— TASK DIRECTIONS —
Please write out, unchanged, the lines running from the line with "line as [188,11]." through the end of the records below.

— EXTRACTED RECORDS —

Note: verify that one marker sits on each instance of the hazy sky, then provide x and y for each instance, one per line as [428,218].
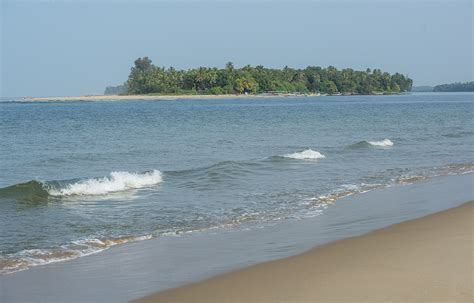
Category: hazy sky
[79,47]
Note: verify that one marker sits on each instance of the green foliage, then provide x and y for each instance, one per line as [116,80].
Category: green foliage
[455,87]
[146,78]
[116,90]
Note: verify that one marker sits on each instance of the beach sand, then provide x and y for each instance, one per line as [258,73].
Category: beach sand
[423,260]
[140,97]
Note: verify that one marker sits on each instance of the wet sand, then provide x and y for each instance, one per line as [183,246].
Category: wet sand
[142,97]
[423,260]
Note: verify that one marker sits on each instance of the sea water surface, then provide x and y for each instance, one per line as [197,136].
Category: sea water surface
[79,177]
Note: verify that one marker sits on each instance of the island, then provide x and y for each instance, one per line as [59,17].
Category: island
[148,79]
[455,87]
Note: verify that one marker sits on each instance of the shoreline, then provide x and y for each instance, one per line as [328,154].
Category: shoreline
[424,259]
[137,269]
[191,97]
[141,97]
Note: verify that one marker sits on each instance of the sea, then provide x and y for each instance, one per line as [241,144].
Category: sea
[78,177]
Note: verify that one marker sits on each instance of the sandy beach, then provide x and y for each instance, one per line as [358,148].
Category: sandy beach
[142,97]
[423,260]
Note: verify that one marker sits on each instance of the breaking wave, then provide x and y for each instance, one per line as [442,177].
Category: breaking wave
[37,191]
[307,154]
[383,143]
[32,257]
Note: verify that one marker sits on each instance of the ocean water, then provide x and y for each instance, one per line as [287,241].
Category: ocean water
[79,177]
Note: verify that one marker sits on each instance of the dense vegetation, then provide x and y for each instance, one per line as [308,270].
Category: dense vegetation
[146,78]
[455,87]
[423,88]
[116,90]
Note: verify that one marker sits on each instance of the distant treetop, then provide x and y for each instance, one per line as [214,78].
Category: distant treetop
[146,78]
[455,87]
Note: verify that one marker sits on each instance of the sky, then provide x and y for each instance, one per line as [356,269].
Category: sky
[78,47]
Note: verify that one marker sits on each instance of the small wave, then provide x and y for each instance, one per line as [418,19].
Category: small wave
[33,257]
[117,181]
[383,143]
[307,154]
[36,191]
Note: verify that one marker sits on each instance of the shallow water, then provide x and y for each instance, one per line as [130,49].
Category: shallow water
[79,177]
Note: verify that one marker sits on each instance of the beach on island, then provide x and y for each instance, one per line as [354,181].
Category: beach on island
[424,260]
[155,97]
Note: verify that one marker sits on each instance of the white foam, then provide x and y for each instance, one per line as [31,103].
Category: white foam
[383,143]
[117,181]
[307,154]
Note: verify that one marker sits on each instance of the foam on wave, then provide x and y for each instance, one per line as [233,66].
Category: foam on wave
[383,143]
[307,154]
[117,181]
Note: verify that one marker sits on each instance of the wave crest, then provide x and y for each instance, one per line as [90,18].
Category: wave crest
[36,191]
[307,154]
[383,143]
[117,181]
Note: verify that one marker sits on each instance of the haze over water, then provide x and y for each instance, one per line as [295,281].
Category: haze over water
[78,177]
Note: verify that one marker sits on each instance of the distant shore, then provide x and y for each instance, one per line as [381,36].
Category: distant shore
[184,96]
[148,97]
[427,259]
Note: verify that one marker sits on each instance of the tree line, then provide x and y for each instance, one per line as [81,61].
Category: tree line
[455,87]
[146,78]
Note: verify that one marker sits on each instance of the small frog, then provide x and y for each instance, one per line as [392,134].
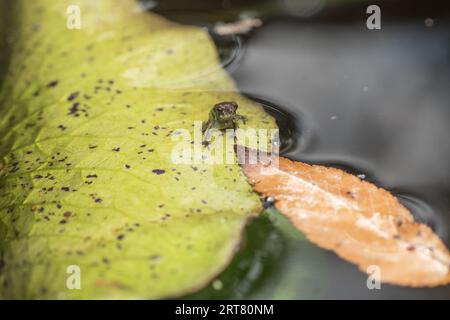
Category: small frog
[221,117]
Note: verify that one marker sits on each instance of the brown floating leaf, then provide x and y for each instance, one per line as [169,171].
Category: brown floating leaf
[360,222]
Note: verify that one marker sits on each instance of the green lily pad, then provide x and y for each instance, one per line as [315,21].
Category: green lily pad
[87,118]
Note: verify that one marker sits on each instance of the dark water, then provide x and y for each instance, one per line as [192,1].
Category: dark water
[375,103]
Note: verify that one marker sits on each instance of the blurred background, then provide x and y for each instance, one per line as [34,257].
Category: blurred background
[372,102]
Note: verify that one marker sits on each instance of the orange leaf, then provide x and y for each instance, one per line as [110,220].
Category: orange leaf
[360,222]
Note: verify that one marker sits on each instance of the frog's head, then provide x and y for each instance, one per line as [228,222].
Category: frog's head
[225,111]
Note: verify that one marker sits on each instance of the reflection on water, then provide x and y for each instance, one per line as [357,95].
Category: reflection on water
[373,103]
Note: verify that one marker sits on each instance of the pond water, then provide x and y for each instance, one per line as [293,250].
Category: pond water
[374,103]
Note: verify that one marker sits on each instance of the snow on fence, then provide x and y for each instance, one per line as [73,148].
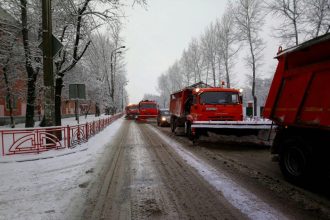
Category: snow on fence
[37,140]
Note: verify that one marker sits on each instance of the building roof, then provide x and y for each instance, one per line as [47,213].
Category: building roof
[304,45]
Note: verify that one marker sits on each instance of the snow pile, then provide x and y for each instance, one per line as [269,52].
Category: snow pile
[44,187]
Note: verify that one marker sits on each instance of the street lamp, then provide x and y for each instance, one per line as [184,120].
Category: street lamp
[112,70]
[122,95]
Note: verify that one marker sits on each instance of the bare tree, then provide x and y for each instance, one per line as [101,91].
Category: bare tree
[186,66]
[227,39]
[291,13]
[317,17]
[196,60]
[249,21]
[208,43]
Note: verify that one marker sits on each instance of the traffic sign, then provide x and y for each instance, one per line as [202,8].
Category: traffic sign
[56,44]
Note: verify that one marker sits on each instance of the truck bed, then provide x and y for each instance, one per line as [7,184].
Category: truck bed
[300,91]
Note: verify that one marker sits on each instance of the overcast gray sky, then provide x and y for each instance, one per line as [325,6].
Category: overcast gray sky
[156,37]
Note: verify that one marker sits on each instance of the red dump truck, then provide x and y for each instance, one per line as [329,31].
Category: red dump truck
[147,109]
[132,111]
[200,108]
[299,103]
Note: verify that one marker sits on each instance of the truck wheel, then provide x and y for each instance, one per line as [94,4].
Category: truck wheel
[188,131]
[295,161]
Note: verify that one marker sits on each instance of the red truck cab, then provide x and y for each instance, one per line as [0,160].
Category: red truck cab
[132,111]
[200,105]
[216,104]
[147,109]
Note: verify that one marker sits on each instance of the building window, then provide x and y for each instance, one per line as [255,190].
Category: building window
[13,102]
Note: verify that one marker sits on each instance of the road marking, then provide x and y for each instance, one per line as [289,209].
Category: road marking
[247,202]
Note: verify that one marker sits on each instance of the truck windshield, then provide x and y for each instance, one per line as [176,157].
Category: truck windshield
[219,98]
[132,108]
[148,105]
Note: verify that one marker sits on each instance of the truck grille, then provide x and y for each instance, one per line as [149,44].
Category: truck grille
[221,118]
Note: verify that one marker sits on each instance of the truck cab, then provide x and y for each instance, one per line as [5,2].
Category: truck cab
[214,104]
[132,111]
[147,109]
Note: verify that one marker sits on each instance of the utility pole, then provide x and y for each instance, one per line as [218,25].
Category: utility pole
[49,115]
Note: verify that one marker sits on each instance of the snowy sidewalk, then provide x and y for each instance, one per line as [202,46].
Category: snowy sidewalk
[43,186]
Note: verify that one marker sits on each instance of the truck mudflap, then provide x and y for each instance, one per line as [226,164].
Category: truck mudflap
[246,124]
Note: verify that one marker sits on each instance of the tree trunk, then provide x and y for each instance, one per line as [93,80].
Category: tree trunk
[32,75]
[31,97]
[227,73]
[58,95]
[12,122]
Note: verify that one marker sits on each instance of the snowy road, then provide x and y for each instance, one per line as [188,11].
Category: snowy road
[139,171]
[153,176]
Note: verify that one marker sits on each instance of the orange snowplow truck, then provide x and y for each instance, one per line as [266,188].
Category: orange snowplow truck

— RESULT OF THE TASK —
Note: verify that one marker sits on each instance of the snowy road, then provide x and y for each instance, one per line as [188,11].
Category: snowy road
[139,171]
[153,176]
Note: verify that one marker sits on each instance of the orange snowplow truck, then provide x and y for each instance, one per line as [266,188].
Category: orange snowplow truck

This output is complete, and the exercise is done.